:: RECORD EXTRACTS ::

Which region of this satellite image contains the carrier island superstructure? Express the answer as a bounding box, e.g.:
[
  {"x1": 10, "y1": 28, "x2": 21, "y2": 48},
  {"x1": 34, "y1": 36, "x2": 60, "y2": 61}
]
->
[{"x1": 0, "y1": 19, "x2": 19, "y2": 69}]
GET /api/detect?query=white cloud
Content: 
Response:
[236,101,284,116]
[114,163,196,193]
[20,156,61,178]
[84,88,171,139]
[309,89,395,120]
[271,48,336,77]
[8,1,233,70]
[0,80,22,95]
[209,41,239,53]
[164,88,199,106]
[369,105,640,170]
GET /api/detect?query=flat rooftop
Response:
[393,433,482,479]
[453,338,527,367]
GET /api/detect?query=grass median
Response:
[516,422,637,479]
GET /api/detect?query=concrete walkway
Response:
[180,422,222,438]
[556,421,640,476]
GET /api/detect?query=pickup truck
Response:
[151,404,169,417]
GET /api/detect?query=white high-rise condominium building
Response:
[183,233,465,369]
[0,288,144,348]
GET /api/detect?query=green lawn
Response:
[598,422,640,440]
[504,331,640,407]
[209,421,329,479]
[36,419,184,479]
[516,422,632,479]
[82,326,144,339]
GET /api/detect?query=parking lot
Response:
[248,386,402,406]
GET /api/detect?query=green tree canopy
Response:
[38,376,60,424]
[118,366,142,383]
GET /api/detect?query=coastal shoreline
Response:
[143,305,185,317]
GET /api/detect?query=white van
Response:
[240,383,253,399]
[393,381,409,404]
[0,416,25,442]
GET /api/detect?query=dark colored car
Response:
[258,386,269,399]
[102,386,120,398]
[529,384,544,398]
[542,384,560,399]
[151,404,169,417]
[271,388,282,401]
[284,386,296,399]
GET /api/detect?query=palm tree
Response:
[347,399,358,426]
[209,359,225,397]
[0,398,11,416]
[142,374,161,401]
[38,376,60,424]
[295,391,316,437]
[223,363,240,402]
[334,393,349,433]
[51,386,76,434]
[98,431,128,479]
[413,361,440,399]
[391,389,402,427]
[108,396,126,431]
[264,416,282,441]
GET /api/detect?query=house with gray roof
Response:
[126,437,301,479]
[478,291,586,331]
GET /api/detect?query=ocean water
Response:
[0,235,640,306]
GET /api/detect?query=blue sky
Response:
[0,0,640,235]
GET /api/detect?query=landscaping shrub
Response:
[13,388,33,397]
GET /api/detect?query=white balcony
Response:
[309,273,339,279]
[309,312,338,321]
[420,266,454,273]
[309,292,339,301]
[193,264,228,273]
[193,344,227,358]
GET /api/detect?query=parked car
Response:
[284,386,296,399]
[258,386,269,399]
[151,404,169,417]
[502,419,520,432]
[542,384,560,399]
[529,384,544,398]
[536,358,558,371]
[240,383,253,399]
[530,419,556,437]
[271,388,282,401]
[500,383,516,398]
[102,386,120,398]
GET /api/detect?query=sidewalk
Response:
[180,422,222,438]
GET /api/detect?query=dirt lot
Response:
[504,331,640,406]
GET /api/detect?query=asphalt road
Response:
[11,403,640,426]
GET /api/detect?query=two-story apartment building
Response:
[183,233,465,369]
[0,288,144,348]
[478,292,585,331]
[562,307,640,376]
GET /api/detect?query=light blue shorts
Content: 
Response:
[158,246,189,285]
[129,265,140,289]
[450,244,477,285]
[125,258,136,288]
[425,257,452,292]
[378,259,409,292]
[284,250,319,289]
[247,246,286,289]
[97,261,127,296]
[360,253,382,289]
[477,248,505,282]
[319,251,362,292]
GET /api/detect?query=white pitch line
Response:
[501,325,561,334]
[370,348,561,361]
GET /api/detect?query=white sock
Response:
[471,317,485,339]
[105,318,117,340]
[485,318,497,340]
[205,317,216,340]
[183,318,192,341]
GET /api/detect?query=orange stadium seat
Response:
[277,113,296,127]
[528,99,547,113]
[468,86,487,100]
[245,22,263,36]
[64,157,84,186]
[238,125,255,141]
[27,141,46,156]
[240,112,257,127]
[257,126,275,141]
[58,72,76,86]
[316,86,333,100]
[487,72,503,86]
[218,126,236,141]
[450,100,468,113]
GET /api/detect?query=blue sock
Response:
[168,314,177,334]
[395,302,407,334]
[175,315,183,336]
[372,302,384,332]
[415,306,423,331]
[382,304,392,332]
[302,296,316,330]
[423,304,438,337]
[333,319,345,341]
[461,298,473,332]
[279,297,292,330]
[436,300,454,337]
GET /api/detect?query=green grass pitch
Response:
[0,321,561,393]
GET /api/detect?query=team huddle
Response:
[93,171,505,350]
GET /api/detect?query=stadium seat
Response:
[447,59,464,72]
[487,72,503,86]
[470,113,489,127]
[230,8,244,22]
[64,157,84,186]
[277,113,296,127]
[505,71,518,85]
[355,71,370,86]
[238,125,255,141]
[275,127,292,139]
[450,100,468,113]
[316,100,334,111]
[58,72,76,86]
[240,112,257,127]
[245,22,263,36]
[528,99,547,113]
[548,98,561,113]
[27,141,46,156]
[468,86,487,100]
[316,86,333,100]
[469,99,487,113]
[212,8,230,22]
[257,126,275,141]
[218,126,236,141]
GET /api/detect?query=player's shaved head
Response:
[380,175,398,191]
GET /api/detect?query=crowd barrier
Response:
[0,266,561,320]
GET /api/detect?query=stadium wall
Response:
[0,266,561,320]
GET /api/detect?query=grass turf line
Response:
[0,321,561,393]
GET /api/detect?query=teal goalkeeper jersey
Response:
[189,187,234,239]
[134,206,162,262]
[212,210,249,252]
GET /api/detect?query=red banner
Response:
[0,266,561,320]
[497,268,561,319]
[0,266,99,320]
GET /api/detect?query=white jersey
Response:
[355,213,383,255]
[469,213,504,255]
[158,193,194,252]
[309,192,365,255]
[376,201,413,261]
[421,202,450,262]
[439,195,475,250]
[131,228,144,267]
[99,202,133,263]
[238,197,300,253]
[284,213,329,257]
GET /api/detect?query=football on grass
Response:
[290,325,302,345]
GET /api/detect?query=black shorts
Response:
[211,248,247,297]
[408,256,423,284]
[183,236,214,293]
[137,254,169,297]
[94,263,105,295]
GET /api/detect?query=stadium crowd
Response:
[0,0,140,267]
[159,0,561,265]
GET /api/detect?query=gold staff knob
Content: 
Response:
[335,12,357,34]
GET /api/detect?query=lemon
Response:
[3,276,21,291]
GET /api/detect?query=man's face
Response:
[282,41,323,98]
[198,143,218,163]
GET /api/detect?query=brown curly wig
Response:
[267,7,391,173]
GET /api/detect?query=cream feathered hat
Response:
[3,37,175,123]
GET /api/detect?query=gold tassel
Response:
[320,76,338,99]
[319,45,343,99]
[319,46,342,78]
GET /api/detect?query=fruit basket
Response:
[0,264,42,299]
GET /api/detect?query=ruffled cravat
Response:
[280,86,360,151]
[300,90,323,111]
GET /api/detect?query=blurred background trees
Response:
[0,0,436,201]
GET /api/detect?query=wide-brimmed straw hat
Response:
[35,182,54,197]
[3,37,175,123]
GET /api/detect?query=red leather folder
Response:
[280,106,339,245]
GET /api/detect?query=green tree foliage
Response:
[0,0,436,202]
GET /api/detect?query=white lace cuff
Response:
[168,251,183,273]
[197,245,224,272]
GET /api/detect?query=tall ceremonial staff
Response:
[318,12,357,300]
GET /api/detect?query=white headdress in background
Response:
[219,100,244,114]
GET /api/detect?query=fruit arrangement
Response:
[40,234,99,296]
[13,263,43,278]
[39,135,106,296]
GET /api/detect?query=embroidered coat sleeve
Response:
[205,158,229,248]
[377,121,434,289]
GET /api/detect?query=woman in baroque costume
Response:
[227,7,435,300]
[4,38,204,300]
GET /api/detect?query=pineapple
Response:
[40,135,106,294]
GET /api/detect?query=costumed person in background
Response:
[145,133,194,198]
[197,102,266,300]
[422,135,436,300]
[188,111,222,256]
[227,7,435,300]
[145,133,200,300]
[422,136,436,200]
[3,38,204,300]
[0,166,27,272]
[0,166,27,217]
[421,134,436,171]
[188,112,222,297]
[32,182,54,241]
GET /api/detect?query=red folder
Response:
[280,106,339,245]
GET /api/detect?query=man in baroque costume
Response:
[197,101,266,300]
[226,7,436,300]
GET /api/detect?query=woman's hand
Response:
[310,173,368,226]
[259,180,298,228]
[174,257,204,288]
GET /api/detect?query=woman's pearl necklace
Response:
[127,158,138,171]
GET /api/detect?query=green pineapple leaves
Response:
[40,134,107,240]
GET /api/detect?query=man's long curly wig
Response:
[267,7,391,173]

:: TASK BRIEF ::
Quote the lines above from the line with "GET /api/detect?query=cream feathered hat" to the line with "[0,0,436,201]", both included.

:: ANSWER IN FULL ::
GET /api/detect?query=cream feathered hat
Response:
[3,37,175,123]
GET /api/detect?query=gold tassel
Response:
[320,76,338,99]
[319,45,343,99]
[319,46,342,78]
GET /api/detect?query=fruit basket
Response:
[0,264,42,299]
GET /api/detect?query=ruffled cravat
Response:
[280,86,360,151]
[300,90,323,111]
GET /api/detect?query=blurred background trees
Response:
[0,0,436,201]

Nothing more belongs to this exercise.